Items from a data source

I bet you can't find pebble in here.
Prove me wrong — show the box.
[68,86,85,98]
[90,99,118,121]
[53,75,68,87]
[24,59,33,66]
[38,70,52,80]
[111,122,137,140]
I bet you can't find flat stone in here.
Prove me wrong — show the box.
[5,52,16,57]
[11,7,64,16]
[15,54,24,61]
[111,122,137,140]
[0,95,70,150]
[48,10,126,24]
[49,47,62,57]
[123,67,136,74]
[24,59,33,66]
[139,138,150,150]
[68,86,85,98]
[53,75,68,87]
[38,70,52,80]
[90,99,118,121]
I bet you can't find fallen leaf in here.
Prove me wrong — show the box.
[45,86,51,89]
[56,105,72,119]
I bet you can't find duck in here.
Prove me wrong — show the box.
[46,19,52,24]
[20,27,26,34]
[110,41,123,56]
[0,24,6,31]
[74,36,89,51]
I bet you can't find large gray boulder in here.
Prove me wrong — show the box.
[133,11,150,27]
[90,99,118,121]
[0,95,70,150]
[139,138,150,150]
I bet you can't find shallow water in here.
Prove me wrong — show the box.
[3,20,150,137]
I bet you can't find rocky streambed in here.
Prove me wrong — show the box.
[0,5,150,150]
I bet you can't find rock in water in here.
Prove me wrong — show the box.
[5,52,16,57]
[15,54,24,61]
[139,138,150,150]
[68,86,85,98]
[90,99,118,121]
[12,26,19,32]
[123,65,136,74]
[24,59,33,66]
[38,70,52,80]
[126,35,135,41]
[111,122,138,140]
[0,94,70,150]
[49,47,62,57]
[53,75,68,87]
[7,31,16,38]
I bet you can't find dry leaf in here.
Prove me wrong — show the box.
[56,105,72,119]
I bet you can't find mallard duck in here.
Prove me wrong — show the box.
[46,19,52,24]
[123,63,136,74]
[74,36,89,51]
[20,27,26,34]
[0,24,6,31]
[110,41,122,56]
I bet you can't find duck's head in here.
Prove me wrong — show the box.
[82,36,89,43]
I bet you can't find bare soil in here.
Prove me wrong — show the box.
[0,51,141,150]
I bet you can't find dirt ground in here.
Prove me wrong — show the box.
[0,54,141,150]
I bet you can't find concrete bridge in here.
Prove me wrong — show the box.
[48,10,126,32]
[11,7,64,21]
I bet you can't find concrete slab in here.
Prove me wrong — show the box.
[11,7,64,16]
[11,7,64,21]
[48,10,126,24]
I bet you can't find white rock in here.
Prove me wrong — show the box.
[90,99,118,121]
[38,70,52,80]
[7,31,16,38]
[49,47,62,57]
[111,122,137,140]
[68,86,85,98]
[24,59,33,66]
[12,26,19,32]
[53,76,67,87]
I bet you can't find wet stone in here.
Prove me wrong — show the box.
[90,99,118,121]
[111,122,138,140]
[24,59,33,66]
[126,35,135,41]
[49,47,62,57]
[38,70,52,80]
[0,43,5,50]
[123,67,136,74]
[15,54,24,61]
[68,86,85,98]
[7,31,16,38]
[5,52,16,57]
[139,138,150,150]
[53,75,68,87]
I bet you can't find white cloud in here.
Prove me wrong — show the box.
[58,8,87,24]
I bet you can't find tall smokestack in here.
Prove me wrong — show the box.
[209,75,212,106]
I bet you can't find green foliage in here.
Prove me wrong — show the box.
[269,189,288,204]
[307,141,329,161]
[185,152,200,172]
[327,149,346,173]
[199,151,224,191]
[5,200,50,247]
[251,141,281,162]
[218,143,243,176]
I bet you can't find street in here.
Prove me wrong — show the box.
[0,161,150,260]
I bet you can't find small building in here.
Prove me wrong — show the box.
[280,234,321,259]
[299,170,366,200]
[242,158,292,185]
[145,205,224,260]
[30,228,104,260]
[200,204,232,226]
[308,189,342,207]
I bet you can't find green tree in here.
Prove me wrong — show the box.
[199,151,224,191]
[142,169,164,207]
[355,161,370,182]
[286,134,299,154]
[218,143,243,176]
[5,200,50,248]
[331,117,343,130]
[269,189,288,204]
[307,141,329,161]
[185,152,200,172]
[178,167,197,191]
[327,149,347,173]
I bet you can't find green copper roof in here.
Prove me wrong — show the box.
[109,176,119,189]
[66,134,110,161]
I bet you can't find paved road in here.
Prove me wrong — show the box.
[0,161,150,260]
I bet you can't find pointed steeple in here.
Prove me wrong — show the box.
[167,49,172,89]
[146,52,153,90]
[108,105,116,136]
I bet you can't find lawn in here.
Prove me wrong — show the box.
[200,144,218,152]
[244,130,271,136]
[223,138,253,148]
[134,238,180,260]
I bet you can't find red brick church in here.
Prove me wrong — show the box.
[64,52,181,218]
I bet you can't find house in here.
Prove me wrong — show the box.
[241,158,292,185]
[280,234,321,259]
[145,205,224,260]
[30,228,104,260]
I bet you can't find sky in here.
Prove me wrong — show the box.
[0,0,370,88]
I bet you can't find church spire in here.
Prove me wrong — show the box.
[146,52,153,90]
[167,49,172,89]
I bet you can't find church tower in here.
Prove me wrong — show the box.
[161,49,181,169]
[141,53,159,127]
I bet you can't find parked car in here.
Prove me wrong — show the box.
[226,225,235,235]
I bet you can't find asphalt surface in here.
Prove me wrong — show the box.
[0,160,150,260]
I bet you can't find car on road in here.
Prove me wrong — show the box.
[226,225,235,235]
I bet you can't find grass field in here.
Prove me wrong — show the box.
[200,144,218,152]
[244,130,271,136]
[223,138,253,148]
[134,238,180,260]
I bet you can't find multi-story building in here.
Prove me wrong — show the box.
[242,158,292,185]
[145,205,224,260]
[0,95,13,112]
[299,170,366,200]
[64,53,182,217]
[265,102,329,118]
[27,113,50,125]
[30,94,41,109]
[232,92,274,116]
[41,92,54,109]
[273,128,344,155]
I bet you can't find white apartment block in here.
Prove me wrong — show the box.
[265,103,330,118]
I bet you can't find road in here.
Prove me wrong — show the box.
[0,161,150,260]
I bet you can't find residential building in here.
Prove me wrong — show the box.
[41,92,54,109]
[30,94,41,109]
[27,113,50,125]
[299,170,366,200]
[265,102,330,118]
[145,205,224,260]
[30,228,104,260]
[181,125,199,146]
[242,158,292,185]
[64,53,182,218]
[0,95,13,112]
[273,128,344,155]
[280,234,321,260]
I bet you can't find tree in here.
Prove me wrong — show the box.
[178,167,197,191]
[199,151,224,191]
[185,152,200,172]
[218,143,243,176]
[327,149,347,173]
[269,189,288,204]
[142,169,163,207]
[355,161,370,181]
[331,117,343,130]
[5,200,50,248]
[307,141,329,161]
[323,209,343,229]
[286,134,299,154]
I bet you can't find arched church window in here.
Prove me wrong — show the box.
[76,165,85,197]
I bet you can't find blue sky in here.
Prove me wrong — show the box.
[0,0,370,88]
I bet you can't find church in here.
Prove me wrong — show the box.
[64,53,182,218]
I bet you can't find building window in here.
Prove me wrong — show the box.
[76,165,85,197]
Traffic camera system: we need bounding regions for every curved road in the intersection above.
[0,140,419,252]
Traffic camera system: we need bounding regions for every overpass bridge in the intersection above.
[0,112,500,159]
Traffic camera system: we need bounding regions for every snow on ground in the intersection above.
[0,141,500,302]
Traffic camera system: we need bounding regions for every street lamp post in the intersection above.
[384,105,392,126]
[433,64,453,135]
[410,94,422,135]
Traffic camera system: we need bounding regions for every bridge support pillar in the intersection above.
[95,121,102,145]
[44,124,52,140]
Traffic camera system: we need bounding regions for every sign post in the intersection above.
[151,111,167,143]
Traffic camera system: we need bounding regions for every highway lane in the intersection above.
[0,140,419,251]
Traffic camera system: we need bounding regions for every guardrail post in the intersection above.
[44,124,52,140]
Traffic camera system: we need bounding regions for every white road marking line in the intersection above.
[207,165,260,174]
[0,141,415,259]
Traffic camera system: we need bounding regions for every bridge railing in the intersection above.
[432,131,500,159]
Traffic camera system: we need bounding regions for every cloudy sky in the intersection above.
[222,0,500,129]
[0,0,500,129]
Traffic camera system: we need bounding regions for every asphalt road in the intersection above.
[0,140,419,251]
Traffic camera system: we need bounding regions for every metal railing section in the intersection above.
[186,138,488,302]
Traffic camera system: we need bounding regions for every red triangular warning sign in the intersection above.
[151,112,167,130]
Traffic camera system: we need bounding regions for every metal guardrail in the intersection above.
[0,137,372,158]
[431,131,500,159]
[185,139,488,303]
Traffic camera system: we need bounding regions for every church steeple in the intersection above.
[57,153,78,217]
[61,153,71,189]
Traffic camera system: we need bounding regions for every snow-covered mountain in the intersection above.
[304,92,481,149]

• REQUIRED TASK: Rewrite the items from the line containing "Traffic camera system: we need bounding regions for every curved" through the line containing "[410,94,422,135]", replacing "street lamp post" with "light pole" and keeping everything else unchanged.

• ANSWER IN FULL:
Traffic camera system: we need bounding regions for every curved road in the intersection above.
[0,140,419,252]
Traffic camera system: we need bounding regions for every overpass bridge in the intersection above.
[0,112,500,159]
Traffic camera system: we need bounding regions for every snow on ground in the intersection above.
[0,141,500,302]
Traffic camera system: we need bounding regions for every light pole in the intersection above.
[384,105,392,126]
[433,64,453,135]
[410,94,422,135]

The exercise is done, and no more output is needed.